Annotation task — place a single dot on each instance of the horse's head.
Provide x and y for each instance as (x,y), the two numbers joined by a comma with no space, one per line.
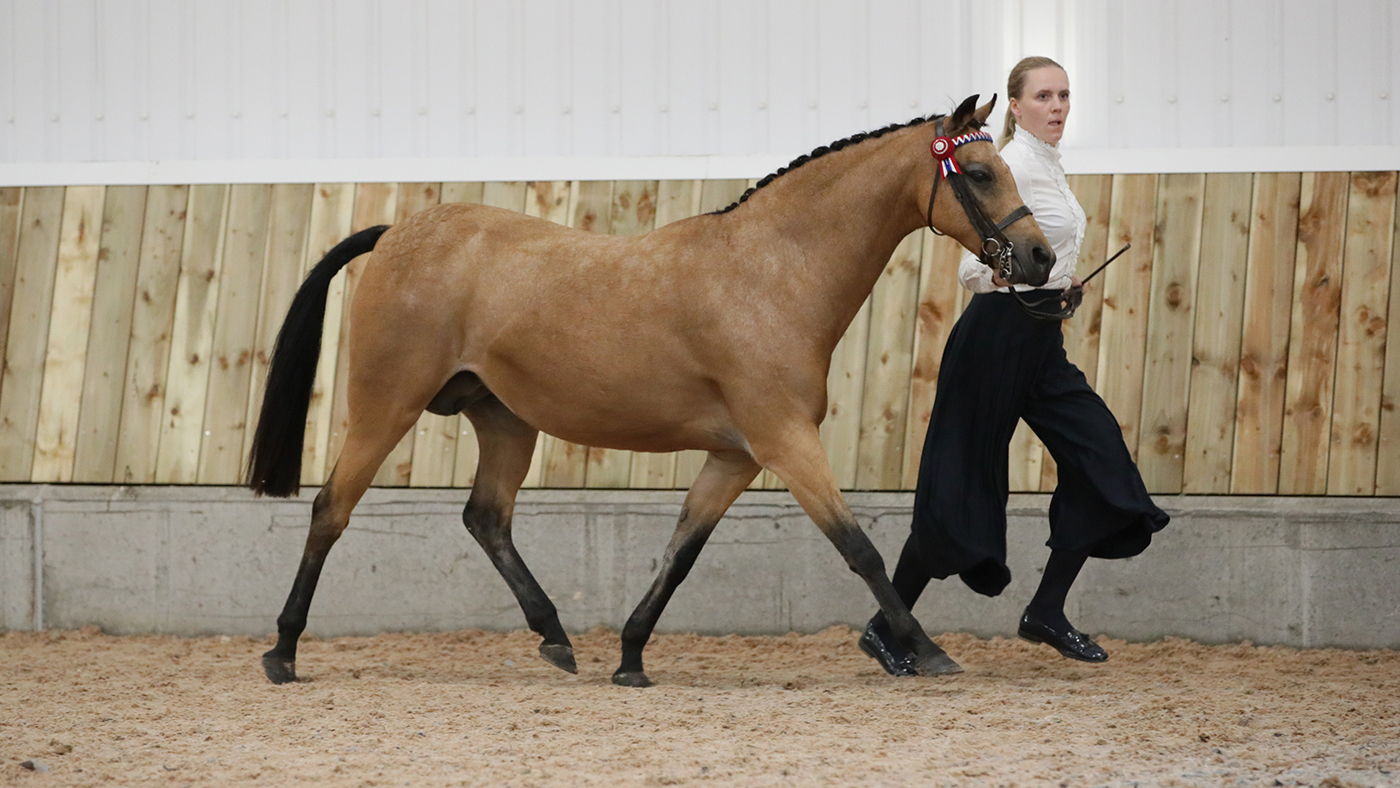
(975,199)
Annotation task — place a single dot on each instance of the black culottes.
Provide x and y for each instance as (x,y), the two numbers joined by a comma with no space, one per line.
(1001,366)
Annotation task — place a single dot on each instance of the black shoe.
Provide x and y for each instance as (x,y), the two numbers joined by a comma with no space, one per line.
(892,657)
(1070,643)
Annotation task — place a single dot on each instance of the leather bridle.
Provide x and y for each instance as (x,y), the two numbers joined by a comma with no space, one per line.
(996,247)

§

Please write out the lines above word for word, leaving out the picture.

» **COMPLETE OUTPUT**
Annotation task — place a single dot on each instance of the horse's head.
Provide x and y for each instance as (x,y), the two numbers joined by a comma with no space, one per line.
(975,199)
Annotation task — place a single dot on each instance of the black culottes.
Provide x and y for each instance as (x,y), the two numbers joined by a comma with no space, one per line.
(1001,366)
Annotation task — place a single dot on each instance of the black shoe.
Provide x and y for each instance as (x,y), the two numbers joined by a comma with no space, one per line.
(892,657)
(1070,643)
Annotation task — place a single dot on each instance of the leather bridle.
Provide x and y for each instance as (x,y), the two numbers joined by a comma with no space, one per line.
(996,247)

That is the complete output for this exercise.